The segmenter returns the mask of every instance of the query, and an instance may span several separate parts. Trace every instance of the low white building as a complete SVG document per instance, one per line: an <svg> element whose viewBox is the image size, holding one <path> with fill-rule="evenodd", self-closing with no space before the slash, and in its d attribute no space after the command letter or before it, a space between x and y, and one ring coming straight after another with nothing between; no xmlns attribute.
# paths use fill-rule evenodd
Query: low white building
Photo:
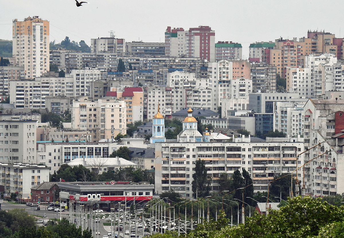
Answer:
<svg viewBox="0 0 344 238"><path fill-rule="evenodd" d="M0 163L0 184L4 186L4 196L8 198L11 193L18 193L19 199L27 201L31 199L32 187L49 181L49 168L44 165Z"/></svg>

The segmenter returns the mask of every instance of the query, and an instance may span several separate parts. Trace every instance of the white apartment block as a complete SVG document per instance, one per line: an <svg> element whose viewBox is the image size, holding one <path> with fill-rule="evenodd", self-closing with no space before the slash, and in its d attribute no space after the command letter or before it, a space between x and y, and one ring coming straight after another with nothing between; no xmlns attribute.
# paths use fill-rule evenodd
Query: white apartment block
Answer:
<svg viewBox="0 0 344 238"><path fill-rule="evenodd" d="M273 103L273 130L277 130L291 137L303 134L303 107L306 102Z"/></svg>
<svg viewBox="0 0 344 238"><path fill-rule="evenodd" d="M17 108L44 108L47 96L75 96L73 78L37 77L11 81L10 85L10 102Z"/></svg>
<svg viewBox="0 0 344 238"><path fill-rule="evenodd" d="M252 91L255 93L275 93L276 91L276 67L271 65L251 64L251 79Z"/></svg>
<svg viewBox="0 0 344 238"><path fill-rule="evenodd" d="M216 111L218 107L222 105L224 99L230 98L230 80L233 78L233 63L225 60L209 63L208 70L209 81L213 85L214 105L211 110ZM220 96L221 94L222 96Z"/></svg>
<svg viewBox="0 0 344 238"><path fill-rule="evenodd" d="M120 54L125 52L124 39L112 37L102 37L91 39L91 52L92 53L106 52Z"/></svg>
<svg viewBox="0 0 344 238"><path fill-rule="evenodd" d="M36 156L35 134L37 120L2 120L0 121L0 163L33 163Z"/></svg>
<svg viewBox="0 0 344 238"><path fill-rule="evenodd" d="M44 165L0 161L0 184L4 186L4 196L9 198L13 193L18 193L21 201L29 201L31 188L49 181L49 169Z"/></svg>
<svg viewBox="0 0 344 238"><path fill-rule="evenodd" d="M168 74L167 86L172 88L172 113L186 108L212 110L216 103L212 99L211 81L196 77L196 74L175 71Z"/></svg>
<svg viewBox="0 0 344 238"><path fill-rule="evenodd" d="M305 168L303 192L306 195L334 196L344 192L344 186L339 182L344 179L342 173L339 172L344 165L343 107L343 99L310 99L304 107L305 149L322 142L304 154L306 161L320 156ZM302 175L302 179L299 180L303 183L301 171L298 174Z"/></svg>
<svg viewBox="0 0 344 238"><path fill-rule="evenodd" d="M92 101L87 96L73 100L72 129L88 130L92 142L113 139L119 133L126 134L126 118L124 101L109 96Z"/></svg>
<svg viewBox="0 0 344 238"><path fill-rule="evenodd" d="M102 76L100 71L99 69L72 69L69 77L73 77L74 79L73 85L73 96L89 95L89 82L102 79Z"/></svg>
<svg viewBox="0 0 344 238"><path fill-rule="evenodd" d="M222 100L221 105L222 118L226 118L227 116L228 110L240 111L246 110L248 108L249 99L248 98L227 98Z"/></svg>
<svg viewBox="0 0 344 238"><path fill-rule="evenodd" d="M35 16L23 21L13 20L12 54L17 66L24 67L29 78L49 70L49 23Z"/></svg>
<svg viewBox="0 0 344 238"><path fill-rule="evenodd" d="M296 168L296 156L304 150L303 142L238 139L241 142L156 143L155 192L161 194L173 189L183 197L192 197L192 175L199 158L205 162L213 192L219 190L218 180L223 174L230 176L243 169L254 182L259 181L254 185L255 193L267 192L268 182L274 177ZM302 155L298 159L303 163Z"/></svg>
<svg viewBox="0 0 344 238"><path fill-rule="evenodd" d="M17 66L0 67L0 95L10 93L10 81L24 78L24 67Z"/></svg>

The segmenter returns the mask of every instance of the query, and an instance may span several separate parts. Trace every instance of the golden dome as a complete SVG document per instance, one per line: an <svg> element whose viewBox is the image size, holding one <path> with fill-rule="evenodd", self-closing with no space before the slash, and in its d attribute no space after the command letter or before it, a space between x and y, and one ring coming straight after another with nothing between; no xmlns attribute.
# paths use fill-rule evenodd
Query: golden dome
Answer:
<svg viewBox="0 0 344 238"><path fill-rule="evenodd" d="M161 115L161 113L159 112L159 104L158 104L158 113L154 115L154 117L153 118L155 119L163 119L164 116Z"/></svg>
<svg viewBox="0 0 344 238"><path fill-rule="evenodd" d="M193 117L186 117L183 121L183 122L196 122L197 120Z"/></svg>

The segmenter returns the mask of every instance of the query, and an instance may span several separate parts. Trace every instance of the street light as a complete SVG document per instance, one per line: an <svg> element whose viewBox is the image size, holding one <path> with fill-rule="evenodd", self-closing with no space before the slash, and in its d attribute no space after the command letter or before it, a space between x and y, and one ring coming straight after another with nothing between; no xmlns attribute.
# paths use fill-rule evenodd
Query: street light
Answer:
<svg viewBox="0 0 344 238"><path fill-rule="evenodd" d="M237 205L238 205L238 225L239 225L239 203L238 203L237 202L235 202L235 201L233 201L233 200L229 200L229 199L228 199L228 200L229 201L230 201L231 202L234 202L234 203L236 203L237 204Z"/></svg>

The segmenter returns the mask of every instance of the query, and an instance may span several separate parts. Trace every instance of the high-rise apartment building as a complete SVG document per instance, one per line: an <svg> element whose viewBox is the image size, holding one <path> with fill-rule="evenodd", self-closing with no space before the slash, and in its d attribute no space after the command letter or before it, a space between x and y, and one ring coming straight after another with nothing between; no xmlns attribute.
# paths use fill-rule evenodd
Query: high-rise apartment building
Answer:
<svg viewBox="0 0 344 238"><path fill-rule="evenodd" d="M185 31L168 26L165 32L165 55L194 58L208 62L215 61L215 31L208 26L200 26Z"/></svg>
<svg viewBox="0 0 344 238"><path fill-rule="evenodd" d="M124 39L112 37L102 37L91 39L92 53L115 53L120 54L125 52L126 41Z"/></svg>
<svg viewBox="0 0 344 238"><path fill-rule="evenodd" d="M233 43L232 41L219 41L215 44L216 61L226 60L243 59L243 46L241 44Z"/></svg>
<svg viewBox="0 0 344 238"><path fill-rule="evenodd" d="M127 133L126 106L124 101L110 96L93 101L80 96L73 100L72 129L89 131L93 142L124 135Z"/></svg>
<svg viewBox="0 0 344 238"><path fill-rule="evenodd" d="M49 70L49 22L38 16L13 20L12 54L28 77L39 77Z"/></svg>

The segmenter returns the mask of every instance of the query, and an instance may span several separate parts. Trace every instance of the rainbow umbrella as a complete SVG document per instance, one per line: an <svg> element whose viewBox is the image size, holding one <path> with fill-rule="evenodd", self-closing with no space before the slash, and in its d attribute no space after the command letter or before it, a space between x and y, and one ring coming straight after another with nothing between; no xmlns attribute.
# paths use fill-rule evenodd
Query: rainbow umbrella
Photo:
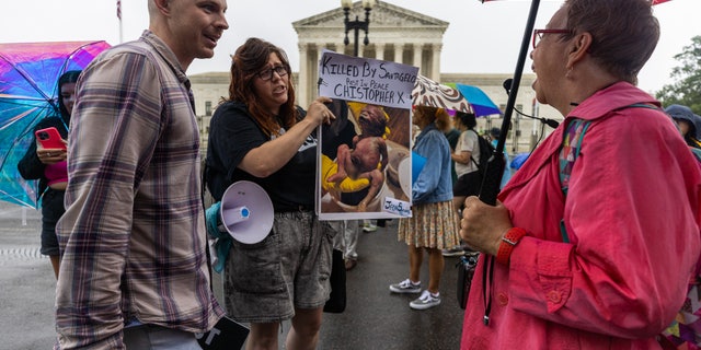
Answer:
<svg viewBox="0 0 701 350"><path fill-rule="evenodd" d="M491 116L502 114L499 107L482 91L482 89L473 85L461 83L447 83L446 85L453 88L464 96L470 103L475 117Z"/></svg>
<svg viewBox="0 0 701 350"><path fill-rule="evenodd" d="M37 207L37 182L18 172L39 119L58 116L58 78L82 70L108 48L102 42L0 44L0 200Z"/></svg>

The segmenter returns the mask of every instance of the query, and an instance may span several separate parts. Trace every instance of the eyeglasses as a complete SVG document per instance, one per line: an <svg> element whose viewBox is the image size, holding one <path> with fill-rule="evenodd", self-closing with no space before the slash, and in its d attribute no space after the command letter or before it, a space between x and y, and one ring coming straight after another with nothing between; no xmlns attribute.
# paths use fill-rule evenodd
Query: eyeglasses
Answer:
<svg viewBox="0 0 701 350"><path fill-rule="evenodd" d="M544 34L572 34L570 30L536 30L533 31L533 48L538 46Z"/></svg>
<svg viewBox="0 0 701 350"><path fill-rule="evenodd" d="M275 66L273 68L268 68L266 70L258 72L258 78L261 80L271 80L273 79L273 73L277 73L279 77L287 75L287 67L285 66Z"/></svg>

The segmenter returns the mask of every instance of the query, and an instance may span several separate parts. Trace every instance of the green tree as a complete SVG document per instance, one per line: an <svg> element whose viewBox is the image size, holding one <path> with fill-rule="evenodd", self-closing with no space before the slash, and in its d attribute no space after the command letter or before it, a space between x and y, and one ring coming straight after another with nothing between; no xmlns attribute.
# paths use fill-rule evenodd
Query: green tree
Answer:
<svg viewBox="0 0 701 350"><path fill-rule="evenodd" d="M680 66L669 74L673 83L666 84L655 97L663 106L680 104L701 114L701 35L691 38L691 45L685 46L681 54L675 55Z"/></svg>

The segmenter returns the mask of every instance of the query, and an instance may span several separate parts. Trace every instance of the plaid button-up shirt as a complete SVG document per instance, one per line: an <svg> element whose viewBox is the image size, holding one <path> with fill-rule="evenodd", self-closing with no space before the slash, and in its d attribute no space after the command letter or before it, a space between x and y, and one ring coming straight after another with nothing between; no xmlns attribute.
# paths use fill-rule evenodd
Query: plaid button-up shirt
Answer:
<svg viewBox="0 0 701 350"><path fill-rule="evenodd" d="M127 322L203 332L209 289L189 81L151 32L97 57L69 136L56 314L61 348L122 349Z"/></svg>

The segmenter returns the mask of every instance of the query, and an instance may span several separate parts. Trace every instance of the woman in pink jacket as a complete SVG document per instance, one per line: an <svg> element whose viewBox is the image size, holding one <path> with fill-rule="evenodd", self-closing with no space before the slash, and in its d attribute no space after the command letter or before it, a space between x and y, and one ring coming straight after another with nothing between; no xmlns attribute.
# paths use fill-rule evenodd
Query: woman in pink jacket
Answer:
<svg viewBox="0 0 701 350"><path fill-rule="evenodd" d="M650 0L567 0L535 35L533 90L565 120L496 207L466 200L484 254L461 348L658 349L699 259L701 173L634 86L659 36Z"/></svg>

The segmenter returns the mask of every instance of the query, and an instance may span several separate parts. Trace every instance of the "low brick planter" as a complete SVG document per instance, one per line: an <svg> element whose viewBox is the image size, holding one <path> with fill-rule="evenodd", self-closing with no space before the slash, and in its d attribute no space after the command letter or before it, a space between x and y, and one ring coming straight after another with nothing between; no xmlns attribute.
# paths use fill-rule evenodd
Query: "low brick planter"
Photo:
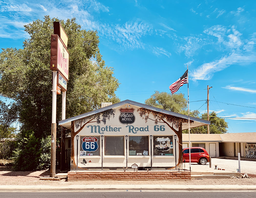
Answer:
<svg viewBox="0 0 256 198"><path fill-rule="evenodd" d="M168 179L190 179L191 174L189 171L105 171L94 172L89 171L74 172L68 173L68 181L77 181L90 180L148 180Z"/></svg>

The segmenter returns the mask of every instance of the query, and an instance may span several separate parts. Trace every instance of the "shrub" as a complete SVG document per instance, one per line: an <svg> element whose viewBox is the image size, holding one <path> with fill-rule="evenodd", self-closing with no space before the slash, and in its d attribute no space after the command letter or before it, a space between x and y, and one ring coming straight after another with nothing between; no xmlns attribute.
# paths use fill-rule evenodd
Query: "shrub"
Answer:
<svg viewBox="0 0 256 198"><path fill-rule="evenodd" d="M51 136L49 135L41 140L41 151L40 155L38 169L46 169L51 164Z"/></svg>
<svg viewBox="0 0 256 198"><path fill-rule="evenodd" d="M0 159L9 159L15 148L14 141L7 140L0 142Z"/></svg>
<svg viewBox="0 0 256 198"><path fill-rule="evenodd" d="M38 169L42 150L40 141L31 131L21 133L19 136L17 147L13 157L15 169L23 171Z"/></svg>

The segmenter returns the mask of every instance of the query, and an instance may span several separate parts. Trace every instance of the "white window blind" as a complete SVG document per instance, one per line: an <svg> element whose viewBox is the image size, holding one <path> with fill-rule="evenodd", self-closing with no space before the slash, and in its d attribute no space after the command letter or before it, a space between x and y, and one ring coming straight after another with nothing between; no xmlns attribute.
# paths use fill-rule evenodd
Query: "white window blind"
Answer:
<svg viewBox="0 0 256 198"><path fill-rule="evenodd" d="M105 155L124 155L124 136L104 136Z"/></svg>
<svg viewBox="0 0 256 198"><path fill-rule="evenodd" d="M129 136L129 155L148 155L148 136Z"/></svg>

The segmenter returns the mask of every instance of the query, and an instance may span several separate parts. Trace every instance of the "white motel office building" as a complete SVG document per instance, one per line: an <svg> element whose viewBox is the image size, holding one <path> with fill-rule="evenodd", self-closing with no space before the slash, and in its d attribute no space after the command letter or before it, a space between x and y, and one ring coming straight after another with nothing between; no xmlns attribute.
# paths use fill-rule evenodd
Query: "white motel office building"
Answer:
<svg viewBox="0 0 256 198"><path fill-rule="evenodd" d="M182 168L182 131L188 128L188 118L126 100L59 124L71 129L66 147L70 147L71 168L130 168L134 164L140 170L175 165ZM210 123L192 117L190 120L191 128Z"/></svg>

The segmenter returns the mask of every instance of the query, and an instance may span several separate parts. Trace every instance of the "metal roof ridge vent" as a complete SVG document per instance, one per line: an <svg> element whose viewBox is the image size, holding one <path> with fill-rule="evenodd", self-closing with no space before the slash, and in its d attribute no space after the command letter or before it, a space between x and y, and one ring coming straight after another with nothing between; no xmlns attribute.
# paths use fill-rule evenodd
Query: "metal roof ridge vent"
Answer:
<svg viewBox="0 0 256 198"><path fill-rule="evenodd" d="M107 107L108 106L111 105L112 104L112 102L102 102L101 107L101 108L105 107Z"/></svg>

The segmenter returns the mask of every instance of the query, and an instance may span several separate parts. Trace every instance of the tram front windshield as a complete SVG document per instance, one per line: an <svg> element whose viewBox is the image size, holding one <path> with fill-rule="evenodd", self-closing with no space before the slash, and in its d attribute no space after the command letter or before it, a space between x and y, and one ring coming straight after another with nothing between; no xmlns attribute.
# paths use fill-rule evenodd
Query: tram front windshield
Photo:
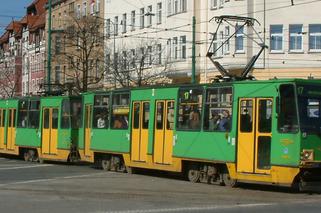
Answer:
<svg viewBox="0 0 321 213"><path fill-rule="evenodd" d="M301 131L321 133L321 86L298 85L297 94Z"/></svg>

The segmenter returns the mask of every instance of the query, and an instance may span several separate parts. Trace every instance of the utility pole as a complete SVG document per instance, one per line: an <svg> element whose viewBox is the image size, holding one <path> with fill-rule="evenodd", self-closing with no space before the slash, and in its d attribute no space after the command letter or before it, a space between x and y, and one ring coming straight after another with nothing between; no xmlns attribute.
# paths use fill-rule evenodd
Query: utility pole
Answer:
<svg viewBox="0 0 321 213"><path fill-rule="evenodd" d="M51 92L51 1L48 0L48 53L47 53L47 84L48 93Z"/></svg>
<svg viewBox="0 0 321 213"><path fill-rule="evenodd" d="M195 37L196 37L196 18L193 16L193 41L192 41L192 84L195 84L196 56L195 56Z"/></svg>

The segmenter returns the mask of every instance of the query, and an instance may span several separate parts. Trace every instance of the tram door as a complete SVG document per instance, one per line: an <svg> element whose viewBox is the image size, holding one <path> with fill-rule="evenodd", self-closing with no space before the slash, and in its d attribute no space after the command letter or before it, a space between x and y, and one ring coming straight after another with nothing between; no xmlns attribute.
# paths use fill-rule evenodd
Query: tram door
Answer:
<svg viewBox="0 0 321 213"><path fill-rule="evenodd" d="M173 153L174 101L157 101L154 133L154 162L171 164Z"/></svg>
<svg viewBox="0 0 321 213"><path fill-rule="evenodd" d="M92 105L85 106L85 156L90 157Z"/></svg>
<svg viewBox="0 0 321 213"><path fill-rule="evenodd" d="M7 149L14 150L16 136L16 109L8 110Z"/></svg>
<svg viewBox="0 0 321 213"><path fill-rule="evenodd" d="M149 102L135 101L132 111L131 158L133 161L147 160Z"/></svg>
<svg viewBox="0 0 321 213"><path fill-rule="evenodd" d="M58 109L43 109L42 154L57 154Z"/></svg>
<svg viewBox="0 0 321 213"><path fill-rule="evenodd" d="M237 171L270 174L272 99L239 100Z"/></svg>
<svg viewBox="0 0 321 213"><path fill-rule="evenodd" d="M5 109L0 109L0 149L5 148L4 144L4 128L5 128Z"/></svg>

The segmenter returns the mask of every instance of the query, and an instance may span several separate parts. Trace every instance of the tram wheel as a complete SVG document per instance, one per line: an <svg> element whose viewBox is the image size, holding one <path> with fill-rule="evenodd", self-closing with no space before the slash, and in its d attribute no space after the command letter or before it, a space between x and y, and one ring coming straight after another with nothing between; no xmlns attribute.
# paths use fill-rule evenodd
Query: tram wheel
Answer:
<svg viewBox="0 0 321 213"><path fill-rule="evenodd" d="M107 160L107 159L101 160L101 167L105 171L110 171L110 169L111 169L111 161Z"/></svg>
<svg viewBox="0 0 321 213"><path fill-rule="evenodd" d="M23 159L24 159L25 161L30 161L31 155L30 155L29 151L27 151L27 152L25 152L25 153L23 154Z"/></svg>
<svg viewBox="0 0 321 213"><path fill-rule="evenodd" d="M221 185L229 186L233 188L238 186L237 180L232 179L230 175L227 173L222 174L222 180L223 182L221 182Z"/></svg>
<svg viewBox="0 0 321 213"><path fill-rule="evenodd" d="M187 171L187 178L192 183L200 181L201 172L196 164L191 164Z"/></svg>

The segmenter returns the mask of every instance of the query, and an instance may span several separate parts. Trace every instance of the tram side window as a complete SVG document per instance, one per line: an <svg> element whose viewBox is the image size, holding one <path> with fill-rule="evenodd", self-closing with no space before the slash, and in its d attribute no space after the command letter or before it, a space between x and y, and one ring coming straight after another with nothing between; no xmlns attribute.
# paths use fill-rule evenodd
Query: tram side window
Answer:
<svg viewBox="0 0 321 213"><path fill-rule="evenodd" d="M128 129L129 94L115 94L111 113L113 129Z"/></svg>
<svg viewBox="0 0 321 213"><path fill-rule="evenodd" d="M71 100L71 128L77 129L82 126L82 99Z"/></svg>
<svg viewBox="0 0 321 213"><path fill-rule="evenodd" d="M40 115L40 101L39 100L30 101L29 113L28 113L29 128L34 129L39 127L39 115Z"/></svg>
<svg viewBox="0 0 321 213"><path fill-rule="evenodd" d="M204 130L231 130L232 97L232 87L210 88L206 91Z"/></svg>
<svg viewBox="0 0 321 213"><path fill-rule="evenodd" d="M149 123L149 102L143 103L143 129L148 129Z"/></svg>
<svg viewBox="0 0 321 213"><path fill-rule="evenodd" d="M181 89L177 128L180 130L199 130L201 128L203 89Z"/></svg>
<svg viewBox="0 0 321 213"><path fill-rule="evenodd" d="M96 95L93 109L93 128L106 129L109 123L109 95Z"/></svg>
<svg viewBox="0 0 321 213"><path fill-rule="evenodd" d="M70 128L70 101L69 101L69 99L65 99L62 101L60 128L62 128L62 129Z"/></svg>
<svg viewBox="0 0 321 213"><path fill-rule="evenodd" d="M28 127L28 108L29 108L29 101L28 100L21 100L19 101L18 106L18 127L20 128L27 128Z"/></svg>
<svg viewBox="0 0 321 213"><path fill-rule="evenodd" d="M280 132L284 133L298 131L295 93L294 86L292 84L284 84L280 86L278 129Z"/></svg>
<svg viewBox="0 0 321 213"><path fill-rule="evenodd" d="M4 109L0 109L0 127L4 127L5 112Z"/></svg>

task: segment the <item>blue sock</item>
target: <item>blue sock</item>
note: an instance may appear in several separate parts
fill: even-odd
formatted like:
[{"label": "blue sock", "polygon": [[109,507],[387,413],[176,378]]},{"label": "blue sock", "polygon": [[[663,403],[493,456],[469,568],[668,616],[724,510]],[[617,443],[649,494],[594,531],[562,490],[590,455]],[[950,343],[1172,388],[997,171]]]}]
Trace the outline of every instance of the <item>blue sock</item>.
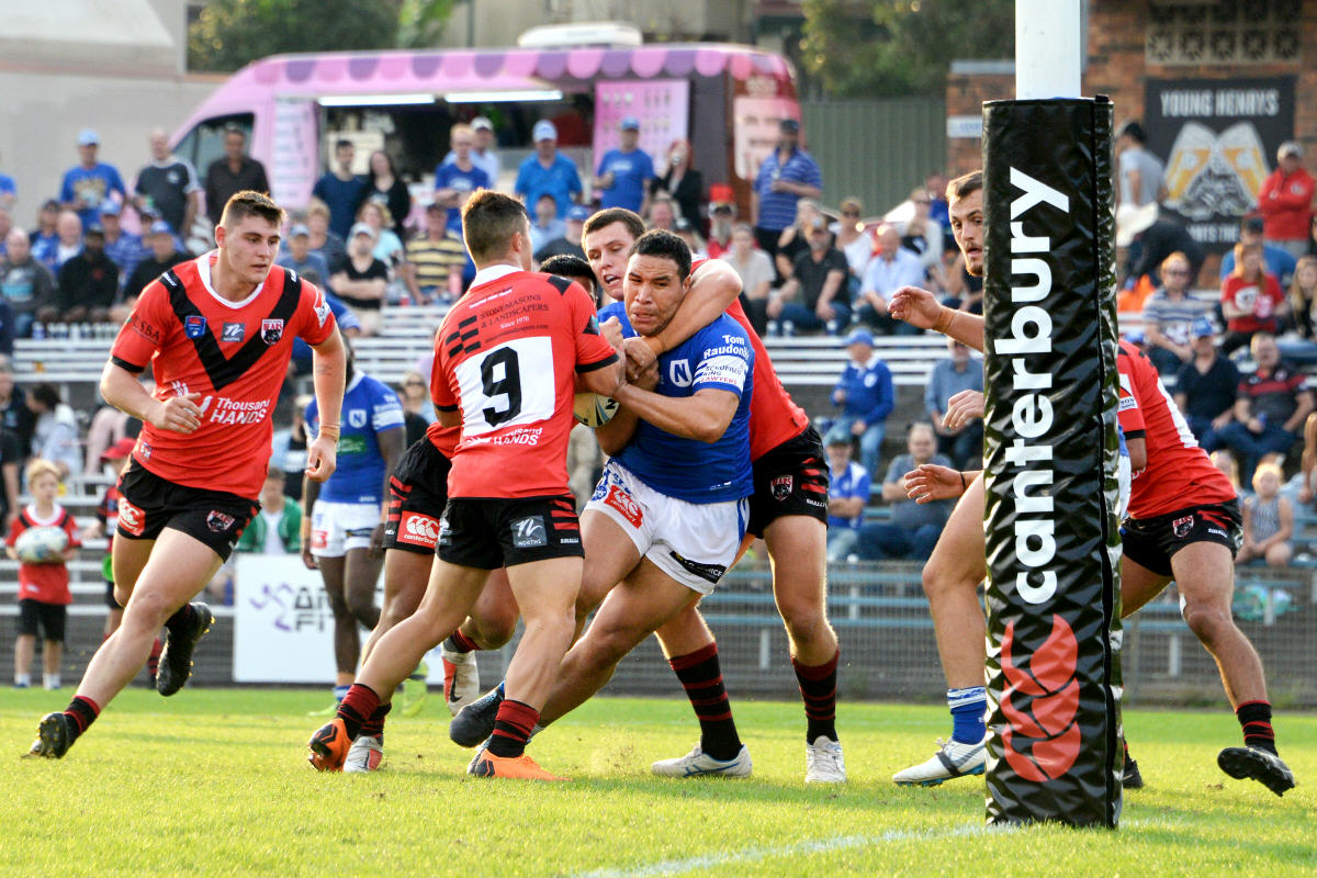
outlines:
[{"label": "blue sock", "polygon": [[984,715],[988,712],[988,690],[982,686],[948,688],[947,707],[951,708],[951,738],[960,744],[977,744],[988,731]]}]

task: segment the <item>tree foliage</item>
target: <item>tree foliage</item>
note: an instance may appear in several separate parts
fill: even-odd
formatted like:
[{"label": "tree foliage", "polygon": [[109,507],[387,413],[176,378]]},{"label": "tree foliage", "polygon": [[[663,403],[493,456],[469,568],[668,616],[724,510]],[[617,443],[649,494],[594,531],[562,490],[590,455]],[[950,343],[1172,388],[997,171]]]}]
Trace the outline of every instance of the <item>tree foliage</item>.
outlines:
[{"label": "tree foliage", "polygon": [[453,0],[211,0],[188,32],[188,67],[230,71],[288,51],[432,46]]},{"label": "tree foliage", "polygon": [[940,96],[952,61],[1013,58],[1014,0],[805,0],[806,70],[834,97]]}]

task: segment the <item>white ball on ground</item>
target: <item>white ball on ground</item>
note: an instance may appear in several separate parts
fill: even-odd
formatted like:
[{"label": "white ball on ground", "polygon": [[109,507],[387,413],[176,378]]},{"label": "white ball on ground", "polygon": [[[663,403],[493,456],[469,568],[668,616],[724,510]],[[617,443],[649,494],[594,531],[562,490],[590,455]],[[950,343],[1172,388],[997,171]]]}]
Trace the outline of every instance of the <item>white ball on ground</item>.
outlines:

What to do: Locate the line that contains "task: segment the <item>tree foliage</item>". Repeat it and every line after it, up to and including the final line, exactly.

Full response:
task: segment the <item>tree foliage</item>
target: <item>tree foliage</item>
note: an instance may appear in several separate parts
fill: even-odd
formatted like:
[{"label": "tree foliage", "polygon": [[109,507],[387,413],[176,378]]},{"label": "tree foliage", "polygon": [[[663,403],[493,456],[469,568],[668,616],[724,510]],[[617,443],[649,494],[594,531],[562,490],[590,455]],[[950,343],[1172,388],[997,171]]]}]
Trace the outline of every instance of the <item>tree foliage</item>.
outlines:
[{"label": "tree foliage", "polygon": [[453,0],[211,0],[188,32],[188,67],[230,71],[288,51],[432,46]]},{"label": "tree foliage", "polygon": [[940,96],[952,61],[1013,58],[1014,0],[805,0],[806,70],[834,97]]}]

task: segment the <item>white ball on ground</item>
target: <item>white ball on ground</item>
note: an instance may appear in several separate parts
fill: even-odd
formatted like:
[{"label": "white ball on ground", "polygon": [[109,507],[387,413],[176,378]]},{"label": "white ball on ground", "polygon": [[[663,403],[493,456],[469,568],[668,616],[724,510]],[[617,443],[649,494],[594,531],[562,490],[590,455]],[[950,343],[1172,388],[997,171]]]}]
Trace the outline of every instance of the <item>white ball on ground</item>.
outlines:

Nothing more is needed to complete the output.